── Страница

У Толстого было несметное число дуэлей: он был разжалован одиннадцать раз. Чужой жизнью он дорожил так же мало, как и своей. Во время кругосветного морского путешествия он поссорился с командиром корабля, Крузенштерном, и вздумал возмущать против него команду. Крузенштерн позвал его.
– Вы затеяли опасную игру, граф, – сказал он, – не забудьте, что мои права неограниченны: если вы не одумаетесь, я буду принужден бросить вас в море.
– Что за важность! – отвечал Толстой. – Море такое же покойное кладбище, как и земля.
Крузенштерн был человек добрый и, решившись прибегнуть к последним мерам лишь в случае крайней необходимости, сделал еще попытку к примирению.
– Граф, – сказал он Толстому. – Вы возмущаете команду; отдайтесь на мою ответственность, и если вы не дадите мне слова держать себя иначе, я вас высажу на необитаемый остров: он уже в виду.
– Вы, кажется, думаете меня запугать! – крикнул Толстой. – В море ли вы меня бросите, на необитаемый ли остров высадите, мне все равно; но знайте, что я буду возмущать против вас команду, пока останусь на корабле.
Делать было нечего: Крузенштерн приказал причалить к острову и высадил Толстого, оставив ему, на всякий случай, немного провианта. Когда корабль удалился, Толстой снял шляпу и поклонился командиру, стоявшему на палубе.

────
── Исходные записи

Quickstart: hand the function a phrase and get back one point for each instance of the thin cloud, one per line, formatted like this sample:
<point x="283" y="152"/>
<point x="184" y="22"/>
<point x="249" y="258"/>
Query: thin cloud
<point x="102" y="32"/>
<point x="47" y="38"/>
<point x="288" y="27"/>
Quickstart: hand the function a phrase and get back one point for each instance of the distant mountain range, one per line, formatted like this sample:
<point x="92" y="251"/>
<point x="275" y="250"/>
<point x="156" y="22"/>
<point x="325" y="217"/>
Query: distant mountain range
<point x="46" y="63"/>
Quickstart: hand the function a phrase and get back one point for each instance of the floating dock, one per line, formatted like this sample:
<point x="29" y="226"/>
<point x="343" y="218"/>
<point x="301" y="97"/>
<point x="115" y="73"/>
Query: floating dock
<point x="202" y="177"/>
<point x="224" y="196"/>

────

**Что нужно сделать:**
- A) Изложите рассказ о ссоре Толстого с Крузенштерном в двух предложениях.
- B) Подсчитайте строки в записях, где встречается строка «phrase», учитывая регистр букв. В ответе дайте только число.

**Решения по заданиям:**
- A) Толстой, дравшийся на бесчисленных дуэлях и мало дороживший жизнью, во время кругосветного плавания поссорился с командиром корабля Крузенштерном и стал возмущать против него команду. Так как граф не отступился даже под угрозой быть брошенным в море или высаженным на необитаемый остров, Крузенштерн высадил его на остров, оставив немного провианта, а Толстой, когда корабль удалился, снял шляпу и поклонился командиру.

- B) 3